[START OF Source material]
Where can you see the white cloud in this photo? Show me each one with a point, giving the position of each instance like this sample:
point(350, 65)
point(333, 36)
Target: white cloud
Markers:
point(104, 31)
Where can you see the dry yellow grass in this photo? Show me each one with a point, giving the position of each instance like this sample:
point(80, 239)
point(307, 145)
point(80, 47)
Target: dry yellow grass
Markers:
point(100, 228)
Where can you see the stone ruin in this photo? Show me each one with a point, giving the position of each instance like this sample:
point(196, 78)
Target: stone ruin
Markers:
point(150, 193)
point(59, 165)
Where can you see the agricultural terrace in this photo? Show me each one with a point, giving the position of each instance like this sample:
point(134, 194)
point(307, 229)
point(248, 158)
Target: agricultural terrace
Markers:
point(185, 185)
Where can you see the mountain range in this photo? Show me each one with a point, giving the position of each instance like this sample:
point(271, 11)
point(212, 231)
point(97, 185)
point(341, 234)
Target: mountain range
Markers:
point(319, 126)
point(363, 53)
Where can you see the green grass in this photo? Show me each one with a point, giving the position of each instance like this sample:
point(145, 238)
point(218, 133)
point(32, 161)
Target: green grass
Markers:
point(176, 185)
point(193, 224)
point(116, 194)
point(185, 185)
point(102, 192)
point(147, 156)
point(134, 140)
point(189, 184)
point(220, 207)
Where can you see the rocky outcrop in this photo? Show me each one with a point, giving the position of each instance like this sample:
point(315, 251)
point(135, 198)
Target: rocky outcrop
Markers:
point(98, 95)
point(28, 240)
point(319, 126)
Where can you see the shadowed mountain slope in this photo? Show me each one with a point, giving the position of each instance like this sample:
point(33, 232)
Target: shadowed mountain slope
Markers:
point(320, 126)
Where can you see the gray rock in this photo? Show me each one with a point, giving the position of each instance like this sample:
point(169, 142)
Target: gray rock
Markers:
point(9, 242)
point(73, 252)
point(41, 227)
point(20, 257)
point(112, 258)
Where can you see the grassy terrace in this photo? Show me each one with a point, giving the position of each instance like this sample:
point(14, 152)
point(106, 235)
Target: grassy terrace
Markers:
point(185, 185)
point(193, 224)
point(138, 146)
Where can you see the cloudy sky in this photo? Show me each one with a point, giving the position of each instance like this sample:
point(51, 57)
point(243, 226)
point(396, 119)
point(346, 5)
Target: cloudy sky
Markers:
[END OF Source material]
__Work required__
Copy out all of the data above, changing each "Markers" to "Locations" and leaving every other part as it is.

__Completed task__
Where can you see the white cloud in this photo? Show me each one with a point, giving the position of each instance like this sample:
point(350, 65)
point(333, 36)
Target: white cloud
Locations:
point(104, 31)
Where can you see the dry yellow grass in this photo? Show me each one with a point, giving the position of each instance like this sample:
point(80, 239)
point(307, 145)
point(80, 47)
Target: dry yellow grass
Locations:
point(100, 228)
Where can you see the stone ruin in this photo? Show me each one with a point, giving the position of each instance like this sample:
point(196, 78)
Target: stone ruin
Locations:
point(150, 193)
point(59, 165)
Where can you see the agricultural terrace in this photo? Show me each one with a point, giving the position of each instance like this sample:
point(134, 194)
point(307, 229)
point(248, 158)
Target: agricultural terrace
Locations:
point(185, 185)
Where can you see the mountain range in this photo? Show me each one with a point, giving the position of each instance like this sample:
point(271, 11)
point(212, 231)
point(97, 185)
point(341, 234)
Target: mountain range
Locations:
point(319, 126)
point(363, 53)
Where can you see the green grass in this photo? Show me each one with a point, giving the position of each instance like this sample:
point(145, 238)
point(218, 133)
point(32, 161)
Target: green grass
Locations:
point(176, 185)
point(193, 224)
point(116, 194)
point(185, 185)
point(102, 192)
point(147, 156)
point(134, 140)
point(189, 184)
point(220, 207)
Where can you see the rocky outcrop in this photo? Show me each one with a point, giving the position of each instance like this sample:
point(315, 251)
point(135, 198)
Target: rocky outcrop
Locations:
point(98, 95)
point(28, 240)
point(319, 126)
Where can you see the shadowed mountain slope in this photo? Show me each one with a point, giving the position of each instance like this sample:
point(33, 232)
Target: shadowed mountain slope
Locations:
point(320, 126)
Where can you see the gray rock in this photo? Show me each one with a point, giving the position of each instance like this sample:
point(169, 142)
Target: gray rock
Locations:
point(9, 242)
point(73, 252)
point(41, 227)
point(20, 257)
point(112, 258)
Where can you see the grassy terrace in this photo? Show me each one with a point, giving the position of each instance like this sample:
point(14, 152)
point(106, 235)
Target: grassy terrace
Locations:
point(185, 185)
point(193, 224)
point(138, 146)
Where can you see the cloudy sky in this photo? Show me each one with a point, giving the position of each instance like this sample:
point(51, 57)
point(243, 226)
point(396, 119)
point(346, 5)
Target: cloudy sky
Locations:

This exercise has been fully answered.